(Excerpts from a dataset)
╔══

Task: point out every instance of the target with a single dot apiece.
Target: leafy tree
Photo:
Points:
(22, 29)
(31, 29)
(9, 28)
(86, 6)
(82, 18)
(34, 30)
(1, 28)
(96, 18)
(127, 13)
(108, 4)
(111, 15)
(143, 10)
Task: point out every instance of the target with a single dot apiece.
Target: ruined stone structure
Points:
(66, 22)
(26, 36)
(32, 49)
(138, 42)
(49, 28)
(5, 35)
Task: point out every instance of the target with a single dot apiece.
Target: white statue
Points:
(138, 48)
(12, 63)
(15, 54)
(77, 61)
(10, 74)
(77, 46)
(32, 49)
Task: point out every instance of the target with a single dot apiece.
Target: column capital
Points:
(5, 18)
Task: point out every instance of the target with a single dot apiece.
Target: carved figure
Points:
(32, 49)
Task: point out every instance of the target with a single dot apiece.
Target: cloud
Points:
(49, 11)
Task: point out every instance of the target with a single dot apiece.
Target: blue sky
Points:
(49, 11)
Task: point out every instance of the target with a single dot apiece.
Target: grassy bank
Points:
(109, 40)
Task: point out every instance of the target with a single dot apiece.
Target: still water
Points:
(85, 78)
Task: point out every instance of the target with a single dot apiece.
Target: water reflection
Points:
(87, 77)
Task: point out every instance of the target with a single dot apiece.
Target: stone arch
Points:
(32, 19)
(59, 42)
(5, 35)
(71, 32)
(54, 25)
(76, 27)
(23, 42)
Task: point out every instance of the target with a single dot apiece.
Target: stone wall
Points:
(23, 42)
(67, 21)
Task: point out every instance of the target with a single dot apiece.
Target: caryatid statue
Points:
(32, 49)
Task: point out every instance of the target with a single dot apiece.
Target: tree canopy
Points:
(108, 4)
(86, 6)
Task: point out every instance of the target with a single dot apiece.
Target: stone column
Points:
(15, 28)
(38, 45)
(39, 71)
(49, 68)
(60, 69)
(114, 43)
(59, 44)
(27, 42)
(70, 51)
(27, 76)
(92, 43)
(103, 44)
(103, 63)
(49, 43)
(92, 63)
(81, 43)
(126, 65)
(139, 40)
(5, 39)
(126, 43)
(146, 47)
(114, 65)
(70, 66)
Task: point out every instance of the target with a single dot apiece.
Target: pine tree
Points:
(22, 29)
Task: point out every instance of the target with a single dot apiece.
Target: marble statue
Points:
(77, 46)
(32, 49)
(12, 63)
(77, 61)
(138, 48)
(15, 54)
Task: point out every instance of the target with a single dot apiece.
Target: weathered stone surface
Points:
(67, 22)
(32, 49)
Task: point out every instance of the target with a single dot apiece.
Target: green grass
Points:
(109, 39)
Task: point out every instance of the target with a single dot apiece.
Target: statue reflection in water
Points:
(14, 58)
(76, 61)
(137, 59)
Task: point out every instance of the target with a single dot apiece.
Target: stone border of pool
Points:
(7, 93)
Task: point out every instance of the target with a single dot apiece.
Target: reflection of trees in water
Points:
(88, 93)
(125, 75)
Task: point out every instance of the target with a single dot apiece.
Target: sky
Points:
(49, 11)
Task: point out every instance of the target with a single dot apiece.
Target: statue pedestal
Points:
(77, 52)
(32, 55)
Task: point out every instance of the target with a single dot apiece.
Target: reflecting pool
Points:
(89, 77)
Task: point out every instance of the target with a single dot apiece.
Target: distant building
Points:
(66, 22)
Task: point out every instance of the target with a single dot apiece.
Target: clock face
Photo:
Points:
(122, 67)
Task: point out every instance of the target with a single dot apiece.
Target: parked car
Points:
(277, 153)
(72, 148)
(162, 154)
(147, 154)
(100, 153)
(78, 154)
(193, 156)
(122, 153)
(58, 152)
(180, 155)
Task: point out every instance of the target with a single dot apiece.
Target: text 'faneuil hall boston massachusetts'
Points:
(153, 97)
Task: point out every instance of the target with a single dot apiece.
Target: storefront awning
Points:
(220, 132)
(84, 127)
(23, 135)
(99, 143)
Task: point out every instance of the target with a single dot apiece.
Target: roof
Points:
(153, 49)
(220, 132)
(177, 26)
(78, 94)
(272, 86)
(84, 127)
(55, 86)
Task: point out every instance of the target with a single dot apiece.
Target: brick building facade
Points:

╚══

#### What to produce:
Say how many lines above contain the string "column". Answer with the number only.

#### Response below:
2